* _Extract provided_
- - -

Bird, the latest feature from celebrated British filmmaker Andrea Arnold (Red Road), sees the director circling back to her old stomping grounds with a magically tinged coming of age tale that doesn’t quite reach the heights of her previous efforts. Despite being littered with many of the hallmarks of her more successful works – not to mention a cast stacked with indie darlings -the film never adds up to the sum of its parts.
As she did in Fish Tank and American Honey, Arnold once again places a complete newcomer centre stage. Nykiya Adams plays Bailey, an introspective twelve-year-old girl living in a sprawling squat with her father, Bug (Barry Keoghan – mainly shirtless and slathered in less than convincing fake tattoos) and a host of other unsavoury characters, including her older brother, Hunter (Jason Buda). As the story kicks off, Bug is crowing about his latest get rich quick scheme, an anxious hallucinogenic drug toad that seems to serve no purpose in the story other than giving Arnold an excuse to interject as many of her signature pop music interludes as possible. Apparently, Coldplay soothes the savage beast … or something.

- - -

Stored data entries:
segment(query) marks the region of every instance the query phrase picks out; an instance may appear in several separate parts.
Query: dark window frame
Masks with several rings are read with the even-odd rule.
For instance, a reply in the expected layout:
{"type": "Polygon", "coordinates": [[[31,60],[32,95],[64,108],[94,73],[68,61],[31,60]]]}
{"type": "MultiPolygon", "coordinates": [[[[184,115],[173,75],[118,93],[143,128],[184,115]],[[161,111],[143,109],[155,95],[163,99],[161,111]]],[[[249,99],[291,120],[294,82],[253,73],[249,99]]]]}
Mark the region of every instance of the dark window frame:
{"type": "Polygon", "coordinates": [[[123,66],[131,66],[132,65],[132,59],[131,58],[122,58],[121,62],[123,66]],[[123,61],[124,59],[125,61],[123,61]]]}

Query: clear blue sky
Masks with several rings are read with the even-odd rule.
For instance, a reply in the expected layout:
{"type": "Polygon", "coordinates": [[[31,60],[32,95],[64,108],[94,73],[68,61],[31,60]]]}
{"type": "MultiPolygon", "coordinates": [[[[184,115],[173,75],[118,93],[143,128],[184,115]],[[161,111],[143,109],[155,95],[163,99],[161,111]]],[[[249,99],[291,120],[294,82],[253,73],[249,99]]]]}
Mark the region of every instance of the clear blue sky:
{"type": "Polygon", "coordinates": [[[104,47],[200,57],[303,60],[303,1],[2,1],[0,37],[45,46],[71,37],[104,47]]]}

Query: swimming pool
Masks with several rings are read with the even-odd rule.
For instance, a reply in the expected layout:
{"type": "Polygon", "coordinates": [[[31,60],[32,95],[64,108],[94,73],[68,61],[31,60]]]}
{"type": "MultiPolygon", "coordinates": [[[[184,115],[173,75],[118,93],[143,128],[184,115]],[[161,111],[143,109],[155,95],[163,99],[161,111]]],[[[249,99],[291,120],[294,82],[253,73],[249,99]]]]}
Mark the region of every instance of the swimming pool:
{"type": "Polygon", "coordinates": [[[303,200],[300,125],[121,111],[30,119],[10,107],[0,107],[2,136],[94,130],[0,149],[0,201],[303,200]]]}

- - -

* _Required work_
1. Answer these about the review of Bird:
(a) Who directed Bird?
(b) Which actor plays Bailey?
(c) How old is Bailey?
2. Summarize the review of Bird in two sentences.
3. Copy the review of Bird between "Bird, the latest" and "of its parts.", inclusive, replacing "stomping grounds" with "home turf".
The listing comes from a separate source.

* _Problem solutions_
1.
(a) Andrea Arnold
(b) Nykiya Adams
(c) Twelve

2. Andrea Arnold's Bird returns her to familiar ground with a magically tinged coming of age tale that, despite many hallmarks of her more successful works and a cast of indie darlings, never adds up to the sum of its parts. Newcomer Nykiya Adams plays Bailey, a twelve-year-old living in a squat with her father Bug (Barry Keoghan), whose hallucinogenic toad scheme mainly serves as an excuse for pop music interludes.

3.
Bird, the latest feature from celebrated British filmmaker Andrea Arnold (Red Road), sees the director circling back to her old home turf with a magically tinged coming of age tale that doesn’t quite reach the heights of her previous efforts. Despite being littered with many of the hallmarks of her more successful works – not to mention a cast stacked with indie darlings -the film never adds up to the sum of its parts.